▸ Given exercise
Starting with the line containing "[indicate] wooden door" and going on through the end of the records, write out every line again, shifting each coordinate value in the answers by -13 and leaving everything else unchanged.

▸ Material for this task
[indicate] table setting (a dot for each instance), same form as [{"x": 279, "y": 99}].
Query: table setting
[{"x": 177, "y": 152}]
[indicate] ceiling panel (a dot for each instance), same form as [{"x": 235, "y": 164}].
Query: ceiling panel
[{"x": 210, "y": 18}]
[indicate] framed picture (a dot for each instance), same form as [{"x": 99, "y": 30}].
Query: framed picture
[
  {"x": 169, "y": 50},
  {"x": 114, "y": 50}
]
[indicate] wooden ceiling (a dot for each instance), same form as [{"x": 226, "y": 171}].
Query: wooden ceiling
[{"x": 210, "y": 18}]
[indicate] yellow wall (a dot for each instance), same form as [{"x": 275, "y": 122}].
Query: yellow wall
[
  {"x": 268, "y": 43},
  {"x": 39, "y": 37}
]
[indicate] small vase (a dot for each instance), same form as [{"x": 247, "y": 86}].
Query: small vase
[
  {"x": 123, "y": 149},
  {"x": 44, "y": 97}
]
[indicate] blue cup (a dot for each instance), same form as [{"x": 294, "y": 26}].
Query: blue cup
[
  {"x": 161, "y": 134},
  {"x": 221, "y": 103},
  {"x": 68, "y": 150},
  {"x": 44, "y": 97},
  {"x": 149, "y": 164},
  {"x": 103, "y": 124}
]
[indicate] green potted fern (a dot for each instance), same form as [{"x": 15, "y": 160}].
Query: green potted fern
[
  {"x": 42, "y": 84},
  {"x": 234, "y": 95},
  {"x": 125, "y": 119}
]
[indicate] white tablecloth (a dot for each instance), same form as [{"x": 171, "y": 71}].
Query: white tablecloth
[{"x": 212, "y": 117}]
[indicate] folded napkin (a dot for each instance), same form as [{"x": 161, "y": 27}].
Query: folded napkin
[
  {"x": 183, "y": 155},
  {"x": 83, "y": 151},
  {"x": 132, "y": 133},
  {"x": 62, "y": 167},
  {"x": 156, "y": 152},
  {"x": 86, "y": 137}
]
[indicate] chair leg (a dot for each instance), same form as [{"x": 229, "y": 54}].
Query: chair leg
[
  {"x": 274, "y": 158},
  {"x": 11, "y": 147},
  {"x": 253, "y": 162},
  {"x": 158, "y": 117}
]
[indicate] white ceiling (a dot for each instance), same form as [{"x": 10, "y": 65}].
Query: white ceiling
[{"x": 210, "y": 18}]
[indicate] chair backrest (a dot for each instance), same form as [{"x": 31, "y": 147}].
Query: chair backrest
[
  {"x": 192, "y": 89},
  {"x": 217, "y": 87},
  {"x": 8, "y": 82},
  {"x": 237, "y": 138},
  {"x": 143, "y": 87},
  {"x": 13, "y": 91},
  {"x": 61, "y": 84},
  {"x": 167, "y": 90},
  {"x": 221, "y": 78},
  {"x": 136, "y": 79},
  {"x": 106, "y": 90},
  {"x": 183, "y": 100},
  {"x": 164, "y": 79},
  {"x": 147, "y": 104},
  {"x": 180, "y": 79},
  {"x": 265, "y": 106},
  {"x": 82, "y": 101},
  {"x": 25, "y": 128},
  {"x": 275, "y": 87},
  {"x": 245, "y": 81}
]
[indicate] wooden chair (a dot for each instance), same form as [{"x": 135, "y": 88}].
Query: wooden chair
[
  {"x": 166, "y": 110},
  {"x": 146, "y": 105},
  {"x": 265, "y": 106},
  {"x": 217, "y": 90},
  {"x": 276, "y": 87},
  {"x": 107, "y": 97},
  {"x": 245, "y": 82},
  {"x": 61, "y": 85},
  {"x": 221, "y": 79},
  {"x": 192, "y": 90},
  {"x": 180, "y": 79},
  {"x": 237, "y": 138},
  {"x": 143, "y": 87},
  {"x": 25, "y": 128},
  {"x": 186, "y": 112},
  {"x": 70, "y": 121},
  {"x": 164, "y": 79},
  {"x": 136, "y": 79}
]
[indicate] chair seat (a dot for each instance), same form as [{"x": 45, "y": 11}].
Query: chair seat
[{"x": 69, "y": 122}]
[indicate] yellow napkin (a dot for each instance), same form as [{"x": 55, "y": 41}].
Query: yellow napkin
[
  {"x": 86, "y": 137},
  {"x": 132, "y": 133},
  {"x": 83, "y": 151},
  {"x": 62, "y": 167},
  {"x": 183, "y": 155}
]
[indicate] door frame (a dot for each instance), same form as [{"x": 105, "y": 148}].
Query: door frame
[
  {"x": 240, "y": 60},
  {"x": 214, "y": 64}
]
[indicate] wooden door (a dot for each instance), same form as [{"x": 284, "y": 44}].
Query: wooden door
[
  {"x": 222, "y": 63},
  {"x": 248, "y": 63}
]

▸ Worked solution
[indicate] wooden door (a dot for each instance), same form as [{"x": 284, "y": 44}].
Query: wooden door
[
  {"x": 209, "y": 50},
  {"x": 235, "y": 50}
]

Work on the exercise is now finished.